- **Selected extract**
::::
Persistent low flow warns of mortality risk after TAVR
medwireNews: Patients with persistent low flow at discharge after transcatheter aortic valve replacement (TAVR) have an increased risk of dying during the subsequent year, report researchers.
“The identification of remedial causes of persistent [low flow] after TAVR may represent an opportunity to improve the outcome of these patients”, suggest Howard Herrmann (Hospital of the University of Pennsylvania, Philadelphia, USA) and study co-authors.
Their analysis involved 984 patients, aged an average of 84 years, who were assigned to undergo TAVR in the PARTNER randomised trial. All patients had low flow (left ventricular stroke volume index [LVSVI] ≤35 mL/m2) prior to intervention.
The team divided the patients into tertiles of postprocedural LVSVI. Those with severe low flow, in the bottom tertile with an average LVSVI of 23.1 mL/m2, had the highest all-cause mortality rate over the subsequent year, at 26.5%, and the highest cardiovascular mortality rate, at 11.4%.
Conversely, patients in the top tertile, whose flow normalised (average LVSVI=43.1 mL/m2), had the lowest all-cause and cardiovascular mortality rates, at 19.6% and 6.0%, respectively. And patients whose flow was partly normalised at discharge (LVSVI=31.7 mL/m2) had intermediate rates, at a corresponding 20.1% and 7.9%. Their LVSVI continued to improve after discharge, normalising by 6 months, whereas it remained low for the whole year in patients with severe low flow at discharge.
::::
- **Entries supplied**
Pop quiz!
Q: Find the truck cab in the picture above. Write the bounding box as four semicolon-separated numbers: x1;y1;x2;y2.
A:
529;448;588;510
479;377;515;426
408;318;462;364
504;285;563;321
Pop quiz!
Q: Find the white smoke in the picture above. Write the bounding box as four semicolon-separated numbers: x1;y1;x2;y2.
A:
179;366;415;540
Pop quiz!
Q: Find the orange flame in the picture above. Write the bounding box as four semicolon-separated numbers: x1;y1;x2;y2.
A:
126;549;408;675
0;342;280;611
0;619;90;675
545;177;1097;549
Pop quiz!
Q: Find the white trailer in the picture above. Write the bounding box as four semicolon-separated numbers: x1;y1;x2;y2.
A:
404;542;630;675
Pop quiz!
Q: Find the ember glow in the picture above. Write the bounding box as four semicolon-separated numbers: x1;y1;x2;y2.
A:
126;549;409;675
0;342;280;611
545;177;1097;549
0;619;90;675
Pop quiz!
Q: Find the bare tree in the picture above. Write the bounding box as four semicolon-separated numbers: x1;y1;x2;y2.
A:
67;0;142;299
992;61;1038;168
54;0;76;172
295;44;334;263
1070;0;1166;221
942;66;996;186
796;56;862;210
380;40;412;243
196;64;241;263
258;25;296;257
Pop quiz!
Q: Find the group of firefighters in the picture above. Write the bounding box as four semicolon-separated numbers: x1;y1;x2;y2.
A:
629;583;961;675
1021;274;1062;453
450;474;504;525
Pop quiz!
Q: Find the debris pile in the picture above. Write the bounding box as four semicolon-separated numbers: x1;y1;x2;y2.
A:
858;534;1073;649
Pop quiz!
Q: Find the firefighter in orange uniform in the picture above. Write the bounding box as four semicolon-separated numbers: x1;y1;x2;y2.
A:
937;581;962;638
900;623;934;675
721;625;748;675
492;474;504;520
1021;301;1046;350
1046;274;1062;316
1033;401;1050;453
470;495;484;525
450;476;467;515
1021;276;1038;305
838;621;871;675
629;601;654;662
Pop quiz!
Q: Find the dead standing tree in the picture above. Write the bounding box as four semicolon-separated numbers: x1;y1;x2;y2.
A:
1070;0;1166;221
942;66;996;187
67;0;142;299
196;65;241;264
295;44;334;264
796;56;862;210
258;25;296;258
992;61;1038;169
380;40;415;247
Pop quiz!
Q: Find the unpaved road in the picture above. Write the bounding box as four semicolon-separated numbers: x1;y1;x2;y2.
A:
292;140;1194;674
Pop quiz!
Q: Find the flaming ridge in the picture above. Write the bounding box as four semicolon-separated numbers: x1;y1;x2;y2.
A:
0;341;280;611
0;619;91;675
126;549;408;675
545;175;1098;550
::::
- **Tasks to complete**
[a] Repeat word for word the stretch of the TAVR low-flow article from "The team divided" through "rate, at 11.4%.".
[b] According to the TAVR low-flow article, how many patients were included in the analysis?
[c] Write the next part of the TAVR low-flow article, starting after its last sentence.
The material was drawn from a separate source.

- **Results in order**
[a]
The team divided the patients into tertiles of postprocedural LVSVI. Those with severe low flow, in the bottom tertile with an average LVSVI of 23.1 mL/m2, had the highest all-cause mortality rate over the subsequent year, at 26.5%, and the highest cardiovascular mortality rate, at 11.4%.

[b] 984 patients.

[c]
The effect of persistent low flow on mortality was evident both in patients with classical and with paradoxical low-flow aortic stenosis, the team notes in JAMA Cardiology.
After accounting for confounders, being in the postprocedural severe low flow group increased the risk of all-cause mortality by a significant 61%, compared with having at least partly normalised flow. Moderate or severe aortic regurgitation was most common in patients with persistent low flow, at 16%, compared with around 9% in the other two groups, and this also had a significant impact on outcomes, raising patients’ mortality risk by 65%.
Writing in an accompanying commentary, James Thomas (Northwestern University, Chicago, Illinois, USA) says that, while the findings are “clearly significant”, they are also no surprise.
“Ideally, we would like evidence of what measures can be taken to improve outcome in these patients, and the observational nature of this study limits insight into this aspect”, he says.
Thomas also points out that the trial’s enrolment criteria excluded many patients with “truly low-gradient severe [aortic stenosis], though the fact that larger valves and lower gradients were associated with worse survival suggests that not all of these patients may benefit from aortic valve replacement.”